[Provided text]:

The administration's obsession with shock and awe is a result of its fatal misunderstanding of the war it is fighting, which is political and not military.
This still is an inadequate explanation for the persistent, continuing, and pervasive use of torture. Moral and even theological judgment on what the Bush Administration has been doing becomes inevitable. The President has invited this judgment by repeatedly justifying his conduct of the war on terror in religious terms, declaring the prisoners held by the US "evil" when resisting the extension to them of legal protection and basic human rights.
The most appropriate public response to this declaration was the one made by former Vice President Al Gore. He said that "one of the clearest indications of the impending loss of intimacy with one's own soul is the failure to recognize the existence of a soul in those over whom power is exercised, especially if the helpless come to be treated as animals, and degraded". I must agree with Gore's conclusion, that those who so degrade others reveal their own - and their nation's - degradation. Unfortunately, he found little support for his position among either Democrats or Republicans.
In the whole affair, the real if unavowed appeal of sadism and nihilism is at work; this cannot be ignored, and it functions not only at the individual level. Certainly the pathetic army reservists whose souvenir photos of torture in the Abu Ghraib prison were early evidence of these practices found themselves unexpectedly in circumstances that evoked or even licensed perverse impulses that otherwise would have remained suppressed. Yet these individuals are the only ones in the entire scandal who have been put on trial; commissioned officers with command responsibility were given letters of reprimand or placed on half-pay for brief periods.
Sadism functions through institutions as well as through individuals, and the determination of this administration to treat its enemies in this manner represents moral perversion in its use of national power: not only to impose an American policy on its enemies but to degrade and humiliate them. This clearly is the will of this government with respect to those who stand in its way. Enemies are not simply to be defeated; they are to be annihilated morally as well as physically.
To destroy is to affirm one's own power: he dies, I am enhanced by his death. It is not a coincidence that all but one of the leading figures in the Bush Administration's conception and conduct of the Afghanistan and Iraq wars, nearly all of whom were of military age at the time of the Vietnam War, managed by one contrivance or another to avoid service in that war. They now do by proxy what they were afraid to do in person. No doubt at a level within themselves they cannot afford to contemplate, they search a retroactive validation.
Many of this war's theorists share a current of political thought ascribed to Leo Strauss, in which the superior person, capable of seeing beyond the parochial concerns of ordinary citizens, is held obliged to impose on a nation actions the citizenry would not understand or approve. Neoconservatism, as represented in the Bush Administration, certainly includes fascism among its influences. The eminent political scholar Stanley Hoffmann has noted that although "we are accustomed to the rhetoric of black and white", it is "this cult of power which is radically new. After 1947, it was the Soviet Union which incarnated the cult of power; today it exists among certain Americans, as if they had re-read [the rightist philosopher Carl Schmitt, who taught in the 1930s that the state should dominate society, and that certain states have a right to hegemonic power], or certain Italian fascist theoreticians ... It's very serious."
A similar ideological ruthlessness is derived from Marxist argument as well, that "objective" knowledge about history's dialectical progression authorizes - indeed demands, in mankind's own interest - ruthless exploitation of the human material at the leader's disposal. Bertolt Brecht expressed this "higher realism" when he demanded "what vileness would you not commit to exterminate violence ...?" Today we must add to that, "or to exterminate terror and spread America's version of democracy".

(Excerpts from point annotation data)

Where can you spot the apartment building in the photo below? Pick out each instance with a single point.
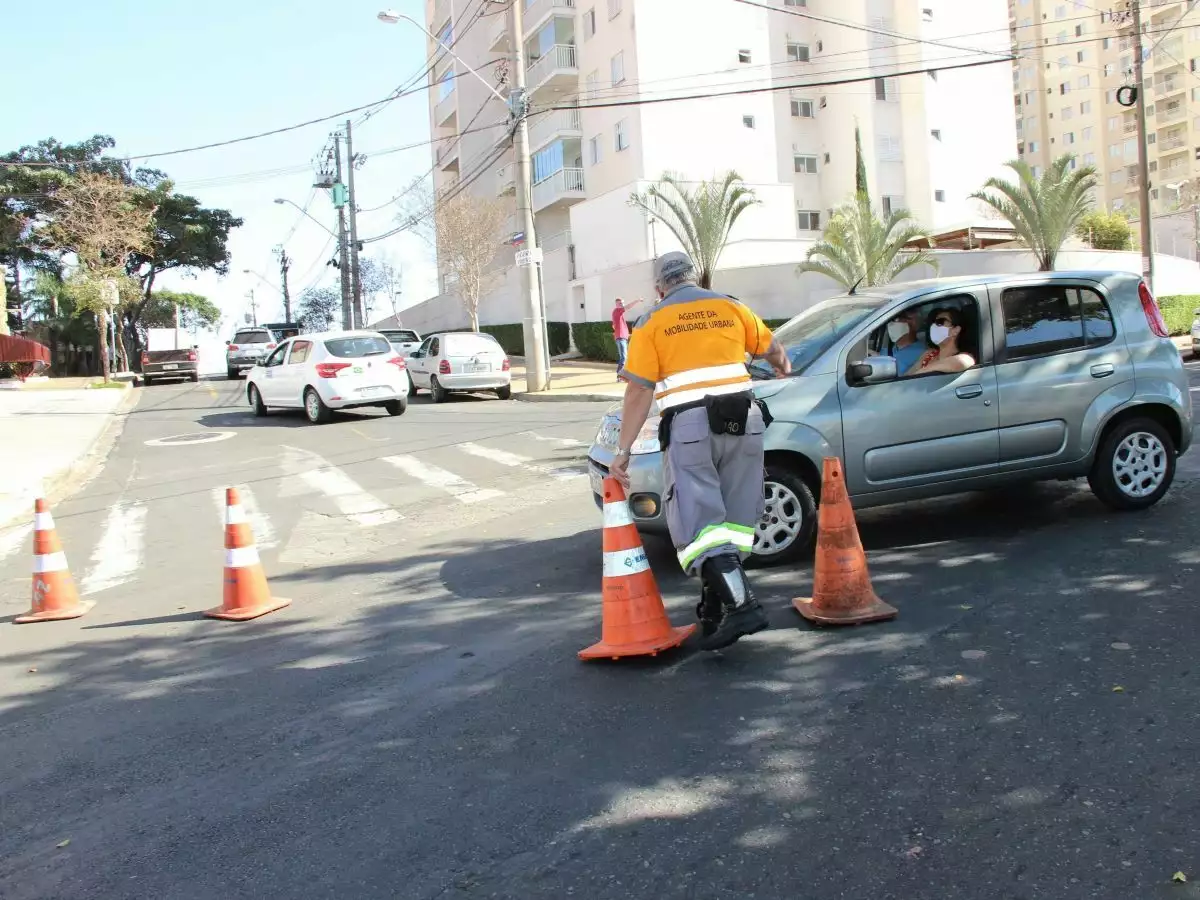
(624, 90)
(1073, 59)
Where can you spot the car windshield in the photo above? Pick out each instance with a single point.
(466, 345)
(252, 337)
(817, 329)
(402, 336)
(353, 347)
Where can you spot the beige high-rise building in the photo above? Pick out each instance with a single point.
(1074, 59)
(624, 90)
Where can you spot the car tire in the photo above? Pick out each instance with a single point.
(315, 408)
(1134, 466)
(437, 393)
(256, 401)
(791, 514)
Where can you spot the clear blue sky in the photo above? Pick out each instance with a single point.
(157, 76)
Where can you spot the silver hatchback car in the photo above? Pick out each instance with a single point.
(1074, 377)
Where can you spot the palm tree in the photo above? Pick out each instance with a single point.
(1043, 210)
(861, 249)
(701, 217)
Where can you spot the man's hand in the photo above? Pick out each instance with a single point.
(619, 471)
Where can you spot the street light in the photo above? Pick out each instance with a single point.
(305, 214)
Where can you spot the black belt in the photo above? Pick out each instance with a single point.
(727, 414)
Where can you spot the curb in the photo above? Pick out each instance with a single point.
(57, 486)
(568, 397)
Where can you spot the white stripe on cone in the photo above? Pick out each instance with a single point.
(625, 562)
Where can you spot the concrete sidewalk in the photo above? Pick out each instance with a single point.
(52, 441)
(571, 381)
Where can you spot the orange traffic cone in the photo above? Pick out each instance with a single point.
(841, 586)
(54, 592)
(246, 595)
(635, 622)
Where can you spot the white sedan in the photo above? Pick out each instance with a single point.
(328, 371)
(460, 361)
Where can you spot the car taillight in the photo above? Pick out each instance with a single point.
(1153, 315)
(330, 370)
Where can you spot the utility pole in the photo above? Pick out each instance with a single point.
(343, 263)
(1147, 238)
(355, 286)
(285, 264)
(534, 325)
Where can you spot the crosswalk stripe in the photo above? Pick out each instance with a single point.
(259, 522)
(552, 439)
(457, 487)
(11, 540)
(119, 551)
(515, 461)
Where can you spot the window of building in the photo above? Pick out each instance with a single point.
(803, 108)
(622, 135)
(618, 67)
(808, 220)
(1054, 318)
(798, 52)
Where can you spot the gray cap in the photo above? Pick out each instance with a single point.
(671, 265)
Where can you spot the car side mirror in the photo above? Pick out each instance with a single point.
(874, 370)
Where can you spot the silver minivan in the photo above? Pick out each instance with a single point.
(1074, 377)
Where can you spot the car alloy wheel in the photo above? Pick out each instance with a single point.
(1139, 465)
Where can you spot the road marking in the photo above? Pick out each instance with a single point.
(11, 540)
(313, 472)
(119, 551)
(515, 461)
(259, 522)
(457, 487)
(551, 439)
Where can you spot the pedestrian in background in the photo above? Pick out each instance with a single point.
(689, 355)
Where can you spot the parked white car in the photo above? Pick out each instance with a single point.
(327, 371)
(460, 361)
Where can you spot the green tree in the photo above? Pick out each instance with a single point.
(1105, 231)
(700, 217)
(861, 249)
(1045, 210)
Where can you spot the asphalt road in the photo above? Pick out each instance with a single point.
(417, 725)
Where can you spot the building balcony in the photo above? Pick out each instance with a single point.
(538, 11)
(563, 187)
(498, 39)
(557, 70)
(559, 124)
(445, 113)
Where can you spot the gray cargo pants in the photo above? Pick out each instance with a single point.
(713, 487)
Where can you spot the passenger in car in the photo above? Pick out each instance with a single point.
(945, 334)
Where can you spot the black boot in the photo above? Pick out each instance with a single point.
(741, 613)
(708, 611)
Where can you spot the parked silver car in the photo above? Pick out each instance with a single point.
(1074, 377)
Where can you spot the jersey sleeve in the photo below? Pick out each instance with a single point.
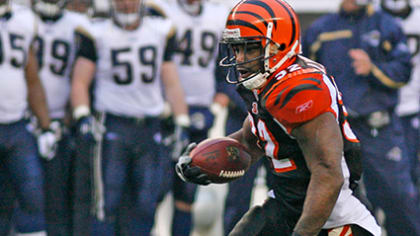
(170, 45)
(298, 101)
(85, 44)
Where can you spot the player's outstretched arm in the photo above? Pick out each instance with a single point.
(246, 138)
(36, 94)
(321, 142)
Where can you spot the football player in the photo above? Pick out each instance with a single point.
(20, 86)
(409, 104)
(199, 27)
(367, 52)
(130, 57)
(55, 48)
(297, 120)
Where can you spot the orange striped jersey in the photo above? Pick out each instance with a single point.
(290, 98)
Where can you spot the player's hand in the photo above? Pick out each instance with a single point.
(188, 173)
(48, 141)
(181, 140)
(89, 128)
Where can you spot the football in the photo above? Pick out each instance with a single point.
(222, 159)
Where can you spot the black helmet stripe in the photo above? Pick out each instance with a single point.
(293, 22)
(243, 23)
(266, 7)
(253, 14)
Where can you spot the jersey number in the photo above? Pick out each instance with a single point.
(185, 47)
(60, 52)
(17, 50)
(271, 147)
(147, 57)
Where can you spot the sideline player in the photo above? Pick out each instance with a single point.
(20, 88)
(409, 104)
(130, 57)
(55, 47)
(367, 53)
(199, 28)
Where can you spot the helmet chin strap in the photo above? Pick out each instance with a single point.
(126, 19)
(257, 80)
(47, 9)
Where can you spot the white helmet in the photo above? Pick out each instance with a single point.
(127, 12)
(396, 7)
(49, 8)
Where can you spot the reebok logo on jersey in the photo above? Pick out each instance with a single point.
(306, 106)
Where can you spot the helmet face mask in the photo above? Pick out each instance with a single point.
(192, 7)
(274, 25)
(49, 8)
(396, 7)
(127, 13)
(245, 57)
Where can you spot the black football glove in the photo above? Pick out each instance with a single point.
(188, 173)
(89, 128)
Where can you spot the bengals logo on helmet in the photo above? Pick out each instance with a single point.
(273, 21)
(271, 24)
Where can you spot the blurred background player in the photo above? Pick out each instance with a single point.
(130, 57)
(199, 28)
(409, 103)
(366, 51)
(20, 86)
(55, 48)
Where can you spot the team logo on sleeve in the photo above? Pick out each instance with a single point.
(233, 153)
(254, 108)
(304, 107)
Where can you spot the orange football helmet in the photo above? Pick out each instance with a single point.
(274, 26)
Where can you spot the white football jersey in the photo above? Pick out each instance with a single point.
(198, 42)
(129, 66)
(410, 94)
(16, 35)
(55, 48)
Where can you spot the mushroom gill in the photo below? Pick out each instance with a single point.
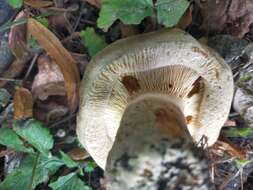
(183, 84)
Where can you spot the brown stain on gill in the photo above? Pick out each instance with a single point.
(168, 123)
(198, 50)
(131, 84)
(188, 119)
(197, 85)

[Stated task 1]:
Reproduce verbatim the passage from the text on torture and the war on terror, starting with "The administration's obsession" and going on through "basic human rights.".
[Stated task 2]:
Count the lines in the entries that contain the string "football", and reply with the number alone.

[Exercise answer 1]:
The administration's obsession with shock and awe is a result of its fatal misunderstanding of the war it is fighting, which is political and not military.
This still is an inadequate explanation for the persistent, continuing, and pervasive use of torture. Moral and even theological judgment on what the Bush Administration has been doing becomes inevitable. The President has invited this judgment by repeatedly justifying his conduct of the war on terror in religious terms, declaring the prisoners held by the US "evil" when resisting the extension to them of legal protection and basic human rights.

[Exercise answer 2]:
5